### Passage shown
After a time, I had lost count of how many monsters I had killed. A quick flick over to my character screen revealed the truth of it – the toll of such actions was most definitely not lost on Severed’s protagonist. A scared and wide-eyed little girl in the beginning, she had morphed into something unspeakable; a crimson mask adorning her pockmarked face, her sole hand now clutching a serrated blade forged from the depths of nightmare and finally her eyes, those bright colourful eyes that were once the domain of innocence, now narrowed into a cold death stare, the numbing end result of constant slaughter and brutality.
So it is then that, outwardly at least, Severed is a world away from Drinkbox Studios’ beloved platformer Guacamelee!, trading in the side-scrolling, charmingly goofy lucha-libre platforming beats of the latter for a first-person dungeon crawler that is utterly devoid of comedy and cheerfulness but which is no less charismatic, or indeed engaging than its predecessor. Putting players in the role of a one-armed girl named Sasha, Severed whisks us away to a colourful nightmarish otherworld where our heroine must utilise her considerable sword-swinging skills to rescue her missing brother and parents from the clutches of a mysterious horror.

### Excerpted records

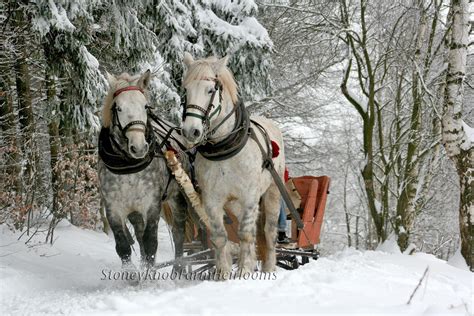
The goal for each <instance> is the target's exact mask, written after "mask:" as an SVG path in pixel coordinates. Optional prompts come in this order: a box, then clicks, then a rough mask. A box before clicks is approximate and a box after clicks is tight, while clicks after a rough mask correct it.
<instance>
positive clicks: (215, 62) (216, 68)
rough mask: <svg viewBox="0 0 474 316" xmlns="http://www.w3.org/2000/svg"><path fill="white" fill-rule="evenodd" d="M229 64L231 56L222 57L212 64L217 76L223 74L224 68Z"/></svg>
mask: <svg viewBox="0 0 474 316" xmlns="http://www.w3.org/2000/svg"><path fill="white" fill-rule="evenodd" d="M228 62H229V56H225V57H222V58H221V59H219V60H218V61H216V62H215V63H213V64H212V68H213V70H214V72H215V73H216V74H218V73H220V72H221V69H222V68H225V67H226V66H227V63H228Z"/></svg>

### Problems to work on
- 1) Answer these questions using the Severed review above:
(a) What does the protagonist's sole hand clutch?
(b) What is the one-armed girl named?
(c) Whom must the heroine rescue?
- 2) Pick out every line of the records above that contains the string "evenodd", matching case exactly, and copy each one.

### Results of the exercise
- 1)
(a) A serrated blade forged from the depths of nightmare.
(b) Sasha.
(c) Her missing brother and parents.

- 2)
rough mask: <svg viewBox="0 0 474 316" xmlns="http://www.w3.org/2000/svg"><path fill="white" fill-rule="evenodd" d="M229 64L231 56L222 57L212 64L217 76L223 74L224 68Z"/></svg>
mask: <svg viewBox="0 0 474 316" xmlns="http://www.w3.org/2000/svg"><path fill="white" fill-rule="evenodd" d="M228 62H229V56H225V57H222V58H221V59H219V60H218V61H216V62H215V63H213V64H212V68H213V70H214V72H215V73H216V74H218V73H220V72H221V69H222V68H225V67H226V66H227V63H228Z"/></svg>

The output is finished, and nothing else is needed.